### WHAT THIS EXERCISE ASKS
A: In the iGaming compliance text, which two groups of players receive no marketing?
B: Transcribe the iGaming compliance text word for word from "Marketing Integration" to "player protection programme.".
C: Continue the iGaming compliance text, starting right after its last sentence.

>> Start EXTRACTED TEXT

Marketing Integration
Self-excluded players receive no marketing. Players in cooling-off periods receive no marketing. Players who have reduced their deposit limits don’t receive bonus offers that work against that stated intention. These requirements need the marketing system to share data with the responsible gaming system in real time. Operators running them as separate systems with no connection between them have a structural compliance gap that creates exposure in both regulatory reviews and the substance of their player protection programme.
Behavioural Monitoring
Proactive identification of at-risk player patterns escalating stakes, chasing losses, session length changes, rapid deposit sequences after losses. Alerts generated. Alerts reviewed by someone with authority to act. Interventions documented. Outcomes recorded. A programme that generates no interventions across an active player base for months is not running a clean operation. It’s running a monitoring system that isn’t looking properly.
iGaming Compliance Checklist: Data Protection
GDPR applies to any operator processing personal data of EU residents, regardless of where the operator is based. The checklist item isn’t ‘privacy policy exists.’ It’s ‘the full GDPR framework is operational.
Record of Processing Activities
A written record mapping every type of personal data processing what data, for what purpose, on what legal basis, retained how long, shared with whom. This is one of the first documents a supervisory authority requests in any investigation. An operator without one, or with one that doesn’t reflect current processing, starts any investigation in a difficult position.

>> End EXTRACTED TEXT
>> Start DATASET EXCERPT

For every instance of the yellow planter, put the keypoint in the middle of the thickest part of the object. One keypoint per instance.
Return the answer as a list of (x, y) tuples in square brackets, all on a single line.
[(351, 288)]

>> End DATASET EXCERPT

### RESPONSES FOR EACH TASK
A: Self-excluded players and players in cooling-off periods.

B:
Marketing Integration
Self-excluded players receive no marketing. Players in cooling-off periods receive no marketing. Players who have reduced their deposit limits don’t receive bonus offers that work against that stated intention. These requirements need the marketing system to share data with the responsible gaming system in real time. Operators running them as separate systems with no connection between them have a structural compliance gap that creates exposure in both regulatory reviews and the substance of their player protection programme.

C:
Breach Response Procedure
GDPR requires notification to the relevant supervisory authority within 72 hours of becoming aware of a breach. Seventy-two hours from awareness not from completed investigation. The response procedure must define who has authority to make the notification decision, what information the team gathers first, and which supervisory authority receives it. Operators who don’t have this written down before an incident happens consistently struggle with the 72-hour window.
Third-Party Processor Agreements
Every third party processing player data game providers, payment processors, KYC verification services, CRM platforms, responsible gaming monitoring tools needs a written Data Processing Agreement before the processing starts. Gaming operators add technology vendors regularly. A compliance process that doesn’t include data protection review as a standard part of vendor onboarding will always be incomplete.
iGaming Compliance Checklist: Regulatory Reporting
Regulatory reporting obligations begin from the date the licence becomes active, not at the first renewal. Therefore, operators must build monthly and quarterly returns, incident notifications, and change notifications into their operational processes from day one.
Reporting Calendar
A compliance calendar mapping every regulatory reporting obligation against its submission deadline, with ownership assigned. Not a spreadsheet someone checks occasionally a live operational tool with reminders and accountability. The operator who discovers a missed quarterly return when a regulator asks about it is in a worse position than the one who submits a late return proactively with an explanation.
Change Notifications
Material platform changes updates to game mathematics, RNG software, payment processing, regulatory reporting systems require regulatory notification and in most cases pre-approval before deployment. Operators running agile development cycles need a process for identifying which releases require regulatory notification. Built into the release cycle. Not looked up when a review finds it’s been missed.
How the compliance checklist maps to the licence application review what gets submitted, what gets assessed, and where the gaps most often are is covered in how the iGaming licence application process works in 2026. And how the checklist evolves into the ongoing compliance obligations that run through the licence term is in iGaming post licensing in 2026.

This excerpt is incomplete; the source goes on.